**DOCUMENT EXTRACT:**
=== Section Start ===

Let’s start in Week 1 of 2007, when Belichick was caught illegally filming the defensive signals of the New York Jets, even though the Pats would go on to post the first 16-0 regular season in NFL history later that year and the Jets would finish a miserable 4-12. The controversy that followed still taints the coach’s legacy to this day and, looking back, seems downright ludicrous given how much the three-time Super Bowl Champion risked in obtaining the footage for so precious little in return.
On the surface, the Spygate controversy paints Belichick as merely a greedy, immoral tyrant who strives to gain any advantage he can possibly can, fair or unfair. But could there be more to this story?
What if Belichick really thinks his team needs an unfair advantage to win or, at the very least, is so scared of other teams winning that he literally can’t control his actions?
That would explain not only why Bill felt it was necessary to spy on the lowly Jets in ‘07 but also why he habitually leaves his starters in during blowouts and is constantly accused of “running up the score.”

=== Section End ===

**RECORDED DATA:**

=== Section Start ===

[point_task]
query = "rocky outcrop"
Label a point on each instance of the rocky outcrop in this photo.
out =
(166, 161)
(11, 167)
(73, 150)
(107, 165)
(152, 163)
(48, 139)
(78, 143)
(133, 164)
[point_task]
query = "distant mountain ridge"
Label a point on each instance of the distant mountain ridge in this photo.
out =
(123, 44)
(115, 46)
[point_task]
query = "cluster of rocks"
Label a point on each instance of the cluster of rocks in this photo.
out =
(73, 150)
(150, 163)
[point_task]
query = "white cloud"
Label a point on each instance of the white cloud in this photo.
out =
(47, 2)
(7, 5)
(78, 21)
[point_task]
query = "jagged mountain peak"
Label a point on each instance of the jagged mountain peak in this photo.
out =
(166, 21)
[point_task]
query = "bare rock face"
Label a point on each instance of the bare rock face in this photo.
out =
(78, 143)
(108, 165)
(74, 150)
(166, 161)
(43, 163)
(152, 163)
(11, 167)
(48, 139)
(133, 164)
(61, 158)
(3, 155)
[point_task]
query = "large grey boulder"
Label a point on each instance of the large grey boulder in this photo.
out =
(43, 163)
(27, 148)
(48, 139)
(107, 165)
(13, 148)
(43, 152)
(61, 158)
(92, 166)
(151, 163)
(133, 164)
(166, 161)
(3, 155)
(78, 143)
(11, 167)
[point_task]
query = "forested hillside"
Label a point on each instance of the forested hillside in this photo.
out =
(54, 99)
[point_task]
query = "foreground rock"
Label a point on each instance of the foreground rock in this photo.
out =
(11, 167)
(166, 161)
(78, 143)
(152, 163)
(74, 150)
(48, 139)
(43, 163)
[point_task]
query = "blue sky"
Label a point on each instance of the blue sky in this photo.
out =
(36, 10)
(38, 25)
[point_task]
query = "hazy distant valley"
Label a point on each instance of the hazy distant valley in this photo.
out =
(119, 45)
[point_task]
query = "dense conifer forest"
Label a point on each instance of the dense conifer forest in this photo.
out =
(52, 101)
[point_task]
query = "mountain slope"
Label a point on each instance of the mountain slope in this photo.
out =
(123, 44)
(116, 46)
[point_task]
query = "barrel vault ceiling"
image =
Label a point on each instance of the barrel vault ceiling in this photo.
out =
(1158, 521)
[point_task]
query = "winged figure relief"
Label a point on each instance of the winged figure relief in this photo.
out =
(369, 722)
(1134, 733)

=== Section End ===

**WORK TO COMPLETE:**
Carry on the piece about Belichick and Spygate from its last sentence. The items play no part in this work.

**TASK OUTPUT:**
Later that same year, the Pats won three games by more than 30 points (in Week 8 they scored two fourth quarter touchdowns against the Washington Redskins while already up 38-0), they finished with the highest single season point differential in NFL history and in Week 17, while 15-0 with the AFC’s No. 1 playoff seed already locked up, Belichick played his starters all 60 minutes against the New York Giants in a game that, at least in respect to the approaching postseason, was completely meaningless.
The Patriots’ 2010 season was notably similar in that Belichick again won three games by more than 30 points (in Week 13 that year Tom Brady was still throwing passes while up 45-3 against the Jets with under three minutes left in the game), 2011 saw the Pats score a fourth touchdown against the Kansas City Chiefs while up 27-3 in Week 11 with only 64 seconds left to play and 2012, our current season, has so far been simply more of the same.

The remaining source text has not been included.